--- Begin ---
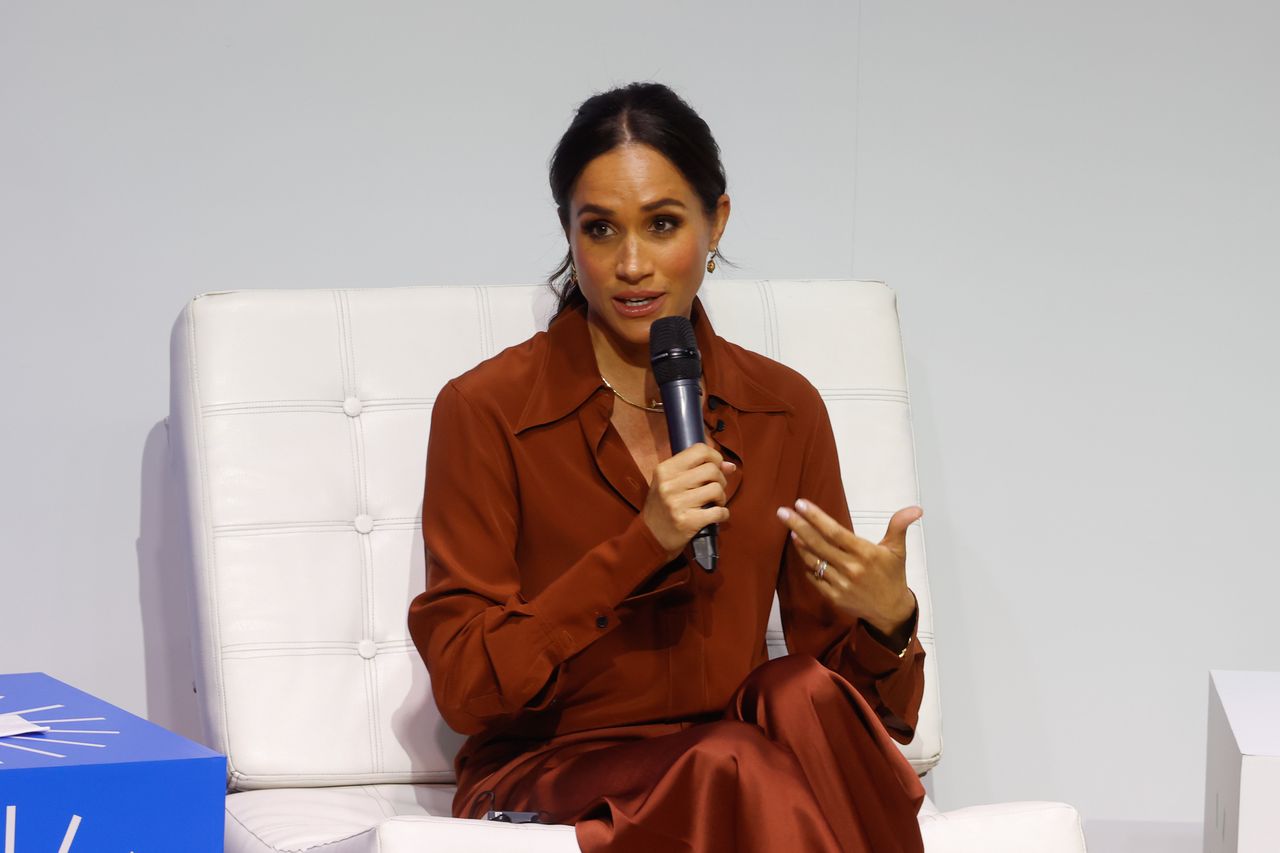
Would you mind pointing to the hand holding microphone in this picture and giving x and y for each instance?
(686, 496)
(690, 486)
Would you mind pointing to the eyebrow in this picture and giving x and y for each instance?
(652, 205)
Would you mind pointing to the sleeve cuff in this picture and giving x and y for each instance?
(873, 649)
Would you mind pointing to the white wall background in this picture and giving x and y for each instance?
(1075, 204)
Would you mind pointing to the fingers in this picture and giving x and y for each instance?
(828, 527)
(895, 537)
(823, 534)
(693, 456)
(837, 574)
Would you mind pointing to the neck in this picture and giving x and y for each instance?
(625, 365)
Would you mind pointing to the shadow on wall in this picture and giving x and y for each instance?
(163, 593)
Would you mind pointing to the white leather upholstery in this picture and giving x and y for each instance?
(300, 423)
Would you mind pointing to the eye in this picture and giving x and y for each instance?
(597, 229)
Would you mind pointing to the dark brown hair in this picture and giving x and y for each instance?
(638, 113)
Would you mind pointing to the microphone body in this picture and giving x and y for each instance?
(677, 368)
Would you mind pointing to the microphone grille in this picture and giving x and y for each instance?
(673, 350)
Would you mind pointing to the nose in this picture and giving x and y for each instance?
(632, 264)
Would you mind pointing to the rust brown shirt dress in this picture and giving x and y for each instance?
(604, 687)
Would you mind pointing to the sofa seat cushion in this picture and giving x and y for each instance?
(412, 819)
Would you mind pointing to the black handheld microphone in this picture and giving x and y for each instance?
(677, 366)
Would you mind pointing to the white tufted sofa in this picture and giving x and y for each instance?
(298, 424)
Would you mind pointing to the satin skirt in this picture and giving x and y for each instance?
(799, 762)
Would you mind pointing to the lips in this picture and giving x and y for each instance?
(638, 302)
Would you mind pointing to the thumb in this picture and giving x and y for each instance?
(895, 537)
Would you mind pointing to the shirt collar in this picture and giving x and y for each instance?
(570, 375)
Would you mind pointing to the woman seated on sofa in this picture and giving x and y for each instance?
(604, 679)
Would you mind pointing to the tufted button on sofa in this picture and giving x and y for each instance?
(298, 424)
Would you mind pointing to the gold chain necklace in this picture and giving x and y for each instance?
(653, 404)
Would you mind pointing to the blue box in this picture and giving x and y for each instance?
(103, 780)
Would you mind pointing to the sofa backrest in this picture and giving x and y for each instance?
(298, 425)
--- End ---
**PROBLEM STATEMENT**. Using the material above, return every line exactly as it appears, minus the pictures.

**TASK OUTPUT**.
Would you mind pointing to the hand holding microphone in this picture and giving x and y for each instance?
(686, 496)
(690, 486)
Would you mind pointing to the eyebrow in this picture and giving x and y for each instance?
(652, 205)
Would you mind pointing to the sleeve cuff in this picture and giving x and y for each instance?
(873, 649)
Would you mind pointing to the white wall background in this picture and giving x and y for each instance?
(1075, 204)
Would you mind pointing to the fingers in this picture and giving x and y for each instance?
(828, 527)
(895, 537)
(823, 534)
(693, 456)
(837, 574)
Would you mind pointing to the neck in this picture and giving x and y for each instance?
(625, 365)
Would you mind pointing to the shadow on wall in this picture and giving x and y for each instance?
(163, 593)
Would you mind pointing to the white leather upholstery in this picture and giving x and y for each instance?
(300, 423)
Would you mind pointing to the eye in this picture and giving x and y for each instance?
(597, 229)
Would you mind pointing to the dark brown hair in this picture and giving x and y for each instance?
(638, 113)
Would you mind pointing to the microphone body in this picture and giving x and y for each instance?
(677, 368)
Would you mind pointing to the microphone grille in this picture and giving x and y for each instance?
(673, 350)
Would you mind pointing to the nose in this picture and giving x and y for each instance?
(632, 264)
Would you mind pointing to the rust brown shirt dress in this picture and giving x and y for each instance?
(604, 687)
Would you mind pointing to the sofa seat cushion in this picture and giving x and y for each instance?
(412, 819)
Would you mind pointing to the black handheld microphone in this picture and giving x and y for each instance?
(677, 366)
Would you mind pointing to the white tufted sofa in this picture and giving x and y for each instance?
(298, 424)
Would you mind pointing to the satin skirt in this picture and giving x and y for each instance?
(799, 762)
Would you mind pointing to the lips in this picture and giving x and y for each instance?
(638, 302)
Would you mind pointing to the thumb in this picture and giving x and y for each instance?
(895, 537)
Would you mind pointing to the shirt collar in this picture and giving x and y for each instance?
(570, 375)
Would you mind pointing to the woman seated on sofa in this picture and giving x and y for each instance?
(604, 679)
Would you mind pointing to the tufted button on sofa in this picture and giving x and y for each instance?
(298, 424)
Would you mind pointing to the gold chain necklace in this picture and giving x and y for each instance?
(653, 404)
Would you mind pointing to the blue box in this picture and giving x and y for each instance?
(103, 780)
Would you mind pointing to the sofa backrest in this picture and giving x and y for each instance?
(298, 425)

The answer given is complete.